>> START Exercise input

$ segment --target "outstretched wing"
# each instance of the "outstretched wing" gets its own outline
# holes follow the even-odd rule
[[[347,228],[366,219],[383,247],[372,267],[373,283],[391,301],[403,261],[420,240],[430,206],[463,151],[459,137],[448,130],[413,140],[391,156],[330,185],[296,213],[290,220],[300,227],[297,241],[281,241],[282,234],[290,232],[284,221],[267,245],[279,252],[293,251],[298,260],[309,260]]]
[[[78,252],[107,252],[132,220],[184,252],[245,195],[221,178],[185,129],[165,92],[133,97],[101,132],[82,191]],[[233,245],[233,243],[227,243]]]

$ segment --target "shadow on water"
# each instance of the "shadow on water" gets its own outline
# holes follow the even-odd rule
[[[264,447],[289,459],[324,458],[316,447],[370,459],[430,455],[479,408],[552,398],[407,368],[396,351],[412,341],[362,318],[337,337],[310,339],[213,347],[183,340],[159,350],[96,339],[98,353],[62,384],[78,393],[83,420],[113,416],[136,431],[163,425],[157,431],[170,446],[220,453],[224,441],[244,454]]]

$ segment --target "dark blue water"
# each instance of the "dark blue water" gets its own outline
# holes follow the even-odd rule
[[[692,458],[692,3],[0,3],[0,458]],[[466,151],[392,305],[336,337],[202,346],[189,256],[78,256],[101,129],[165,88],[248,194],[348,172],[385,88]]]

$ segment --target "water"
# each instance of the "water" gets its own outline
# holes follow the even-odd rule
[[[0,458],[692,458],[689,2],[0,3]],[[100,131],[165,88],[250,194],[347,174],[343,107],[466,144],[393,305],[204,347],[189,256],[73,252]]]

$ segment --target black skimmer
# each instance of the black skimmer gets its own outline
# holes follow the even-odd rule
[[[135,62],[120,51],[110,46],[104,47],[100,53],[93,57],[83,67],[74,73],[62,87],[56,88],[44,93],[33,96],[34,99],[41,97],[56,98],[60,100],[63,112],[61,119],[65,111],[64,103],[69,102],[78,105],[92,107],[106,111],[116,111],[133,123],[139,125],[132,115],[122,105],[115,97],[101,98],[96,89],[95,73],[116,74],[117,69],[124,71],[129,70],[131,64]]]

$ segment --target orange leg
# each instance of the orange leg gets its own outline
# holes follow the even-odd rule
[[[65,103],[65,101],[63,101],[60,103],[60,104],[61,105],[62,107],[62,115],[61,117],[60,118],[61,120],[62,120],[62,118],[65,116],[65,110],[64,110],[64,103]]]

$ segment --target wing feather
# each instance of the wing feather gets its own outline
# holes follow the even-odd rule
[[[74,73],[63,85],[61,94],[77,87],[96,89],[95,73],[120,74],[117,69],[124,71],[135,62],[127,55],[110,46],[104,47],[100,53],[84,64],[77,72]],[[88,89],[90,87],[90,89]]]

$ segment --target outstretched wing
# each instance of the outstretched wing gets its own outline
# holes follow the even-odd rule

>> END Exercise input

# Your instructions
Reproduce verbatim the stretch of the listing from the line containing "--target black skimmer" through the end of the listing.

# Answer for the task
$ segment --target black skimmer
# each instance of the black skimmer gets its own outline
# holes follow the even-odd rule
[[[135,62],[120,51],[110,46],[104,47],[100,53],[93,57],[83,67],[74,73],[62,87],[56,88],[44,93],[33,96],[34,99],[41,97],[56,98],[60,100],[63,112],[61,119],[65,111],[64,103],[69,102],[78,105],[92,107],[106,111],[116,111],[133,123],[139,125],[132,115],[122,105],[115,97],[101,98],[96,89],[95,73],[116,74],[117,69],[124,71],[129,70],[131,64]]]

$ segment --target orange leg
# each instance of the orange leg gets its own outline
# holes follow the even-odd rule
[[[65,103],[65,101],[63,101],[60,103],[60,104],[61,105],[62,107],[62,115],[61,117],[60,118],[61,120],[62,120],[62,118],[65,116],[65,110],[64,110],[64,103]]]

$ segment --target wing feather
# each instance of the wing feather gets its own outline
# holes follow the even-odd rule
[[[74,73],[63,85],[61,94],[77,87],[96,89],[95,73],[120,74],[117,69],[124,71],[135,62],[127,55],[110,46],[104,47],[100,53],[84,64],[77,72]],[[88,89],[90,87],[90,89]]]

$ segment --target outstretched wing
# each instance of the outstretched wing gets its own outline
# holes follow the even-odd rule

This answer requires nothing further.